OBJECTIVE | Could you copy out the stretch of entries below that opens with the line containing "Point to every instance of the distant hillside" and closes with the line containing "Target: distant vegetation", both ends included and the requests kept in, offsetting every coordinate in the answers by -71? Leave the coordinates inside the requests as they are.

SOURCE DATA |

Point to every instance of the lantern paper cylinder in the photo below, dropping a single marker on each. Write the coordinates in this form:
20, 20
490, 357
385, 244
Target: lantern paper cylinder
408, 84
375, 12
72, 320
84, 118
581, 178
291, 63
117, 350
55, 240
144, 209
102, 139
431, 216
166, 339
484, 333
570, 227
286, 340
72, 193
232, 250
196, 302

* * *

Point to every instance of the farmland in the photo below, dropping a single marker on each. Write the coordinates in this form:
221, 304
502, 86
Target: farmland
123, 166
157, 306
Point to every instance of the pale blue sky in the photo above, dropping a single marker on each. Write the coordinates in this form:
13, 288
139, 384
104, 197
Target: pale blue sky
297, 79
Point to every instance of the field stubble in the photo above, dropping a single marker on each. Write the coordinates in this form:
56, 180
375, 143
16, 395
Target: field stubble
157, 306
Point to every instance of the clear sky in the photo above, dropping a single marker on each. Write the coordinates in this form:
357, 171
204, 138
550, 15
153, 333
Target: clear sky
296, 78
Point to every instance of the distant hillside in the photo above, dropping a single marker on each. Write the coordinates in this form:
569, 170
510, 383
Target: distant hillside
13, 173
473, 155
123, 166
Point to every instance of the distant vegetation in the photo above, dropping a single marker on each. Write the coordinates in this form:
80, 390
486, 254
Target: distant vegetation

* * *

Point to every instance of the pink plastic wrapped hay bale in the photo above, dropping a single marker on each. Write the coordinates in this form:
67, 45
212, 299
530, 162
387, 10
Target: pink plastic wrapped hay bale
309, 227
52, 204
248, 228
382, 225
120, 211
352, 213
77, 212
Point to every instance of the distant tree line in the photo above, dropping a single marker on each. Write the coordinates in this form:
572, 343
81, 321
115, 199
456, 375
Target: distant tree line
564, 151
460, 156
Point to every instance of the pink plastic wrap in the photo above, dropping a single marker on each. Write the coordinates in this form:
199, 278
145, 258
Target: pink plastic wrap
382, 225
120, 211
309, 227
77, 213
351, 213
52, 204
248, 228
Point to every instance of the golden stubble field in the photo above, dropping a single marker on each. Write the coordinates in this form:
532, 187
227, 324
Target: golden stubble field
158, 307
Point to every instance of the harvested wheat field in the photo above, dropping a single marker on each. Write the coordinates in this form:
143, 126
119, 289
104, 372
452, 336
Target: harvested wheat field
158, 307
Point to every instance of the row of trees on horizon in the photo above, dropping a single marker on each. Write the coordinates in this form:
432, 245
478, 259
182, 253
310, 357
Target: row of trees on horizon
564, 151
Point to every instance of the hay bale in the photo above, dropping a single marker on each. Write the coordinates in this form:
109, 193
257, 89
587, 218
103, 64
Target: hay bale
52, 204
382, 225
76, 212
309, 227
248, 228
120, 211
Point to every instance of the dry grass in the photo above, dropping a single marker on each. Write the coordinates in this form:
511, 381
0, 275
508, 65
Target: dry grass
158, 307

RESULT |
Point to every instance of the distant hillside in the photo above, dropping a single marker on each. Write the coordinates in this form:
569, 170
510, 383
Target: distant hillside
-58, 102
402, 84
52, 95
Point to every instance of the distant vegetation in the photo above, dropping a single marker on each. Write the coordinates in this form:
80, 390
486, 254
Target: distant vegetation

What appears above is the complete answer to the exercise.